| EXERCISE REQUIREMENTS |
Beginning at the line containing "Would you be able to tag the cabinet", restate each line of the listing below word for word until the last one has been given.
* * * *
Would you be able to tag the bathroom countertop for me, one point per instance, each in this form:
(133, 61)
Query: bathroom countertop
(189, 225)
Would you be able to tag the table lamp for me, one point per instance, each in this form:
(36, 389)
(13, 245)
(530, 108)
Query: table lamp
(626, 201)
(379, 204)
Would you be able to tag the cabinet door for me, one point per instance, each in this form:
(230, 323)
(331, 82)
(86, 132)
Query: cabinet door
* * * *
| TASK ANSWER |
Would you be able to tag the cabinet door for me, one point per instance, each in this form:
(230, 323)
(331, 82)
(86, 132)
Query: cabinet door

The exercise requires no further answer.